● **What the task requires**:
Write the records out again, exactly as they stand below.

(Referring expression data)
* * *
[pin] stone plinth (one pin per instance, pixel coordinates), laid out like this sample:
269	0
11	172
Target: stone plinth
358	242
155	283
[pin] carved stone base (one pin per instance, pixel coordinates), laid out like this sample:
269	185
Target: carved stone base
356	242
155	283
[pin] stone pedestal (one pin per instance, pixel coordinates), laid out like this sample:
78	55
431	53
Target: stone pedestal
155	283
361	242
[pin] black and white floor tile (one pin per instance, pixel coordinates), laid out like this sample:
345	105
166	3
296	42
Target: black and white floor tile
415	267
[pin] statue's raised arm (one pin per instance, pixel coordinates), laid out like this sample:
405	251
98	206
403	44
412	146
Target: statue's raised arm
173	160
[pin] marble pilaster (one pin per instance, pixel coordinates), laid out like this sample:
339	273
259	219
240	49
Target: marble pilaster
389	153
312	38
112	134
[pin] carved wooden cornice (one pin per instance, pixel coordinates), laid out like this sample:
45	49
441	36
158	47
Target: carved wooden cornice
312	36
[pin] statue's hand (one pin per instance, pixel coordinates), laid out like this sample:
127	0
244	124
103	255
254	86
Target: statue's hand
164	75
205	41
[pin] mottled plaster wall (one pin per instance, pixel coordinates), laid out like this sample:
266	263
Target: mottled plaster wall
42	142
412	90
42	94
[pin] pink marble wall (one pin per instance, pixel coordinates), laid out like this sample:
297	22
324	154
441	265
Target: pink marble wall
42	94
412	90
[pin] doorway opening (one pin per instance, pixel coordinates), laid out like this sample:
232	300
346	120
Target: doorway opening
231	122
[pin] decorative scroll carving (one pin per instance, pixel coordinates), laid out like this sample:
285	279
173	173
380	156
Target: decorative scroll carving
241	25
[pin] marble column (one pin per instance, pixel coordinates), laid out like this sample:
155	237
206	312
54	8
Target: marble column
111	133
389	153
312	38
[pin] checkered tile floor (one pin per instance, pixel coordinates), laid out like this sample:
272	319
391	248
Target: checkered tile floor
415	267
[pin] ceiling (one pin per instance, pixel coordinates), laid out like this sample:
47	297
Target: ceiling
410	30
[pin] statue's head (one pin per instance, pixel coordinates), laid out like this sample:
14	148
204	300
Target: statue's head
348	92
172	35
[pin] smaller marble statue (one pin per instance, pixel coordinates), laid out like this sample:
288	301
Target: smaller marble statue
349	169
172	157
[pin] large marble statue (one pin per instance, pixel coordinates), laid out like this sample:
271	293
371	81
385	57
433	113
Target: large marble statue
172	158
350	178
* * *
● **Task answer**:
[pin] stone plinth (one pin per instance, pixel coordinates), laid out like this sample:
269	0
11	172
Target: stone plinth
358	242
155	283
[pin] carved stone base (one pin per instance, pixel coordinates), laid out like this sample:
269	185
Target: carved stone base
356	242
155	283
[pin] stone pedestal (one pin per instance, pixel coordinates), laid out like this sample:
78	55
431	53
Target: stone pedestal
155	283
361	242
[pin] black and white floor tile (one pin per instance, pixel coordinates), laid out like this sample:
345	105
166	3
296	42
Target: black and white floor tile
415	267
[pin] statue's raised arm (one pin per instance, pixel coordinates), laid out like this sample:
405	251
98	206
403	44
412	146
Target: statue's raised arm
173	160
[pin] marble pilaster (one pin per instance, pixel coordinates), laid out like this sample:
339	273
259	219
240	49
Target: marble pilaster
389	153
312	38
112	134
[pin] carved wooden cornice (one pin per instance, pixel coordinates), laid out like this sample:
45	49
441	36
158	47
Target: carved wooden cornice
312	36
[pin] statue's hand (one pin per instance, pixel coordinates), laid out like this sample:
127	0
244	124
103	255
254	86
Target: statue's hand
164	75
205	41
[pin] mottled plaster wall (one pin per instance, pixel coordinates), laid out like this sample:
266	263
Target: mottled plaster wall
42	142
412	90
42	94
[pin] pink marble wall (one pin per instance, pixel coordinates), laid out like this sample:
297	22
324	154
441	265
Target: pink marble wall
42	94
412	90
[pin] doorway opening (one pin per instance, pixel coordinates), laid out like this sample:
232	300
346	120
Target: doorway opening
231	122
[pin] decorative scroll carving (one pin per instance, pixel coordinates), laid out like this sample:
285	279
173	173
380	156
Target: decorative scroll carving
241	25
[pin] marble column (one pin per instance, pixel coordinates), laid out like this sample:
155	237
206	312
54	8
Target: marble column
111	133
389	153
312	38
[pin] checkered tile floor (one pin per instance, pixel coordinates), laid out like this sample:
272	319
391	248
Target: checkered tile floor
415	267
[pin] ceiling (one pin per instance, pixel coordinates), laid out like this sample:
47	297
Target: ceiling
410	30
[pin] statue's head (one pin per instance, pixel coordinates), laid out like this sample:
14	148
204	300
Target: statue's head
348	92
172	35
[pin] smaller marble statue (one pin per instance, pixel coordinates), laid out like this sample:
288	301
Target: smaller marble statue
349	169
172	157
[pin] large marble statue (one pin per instance, pixel coordinates), laid out like this sample:
271	293
371	81
385	57
433	113
Target: large marble statue
172	158
350	178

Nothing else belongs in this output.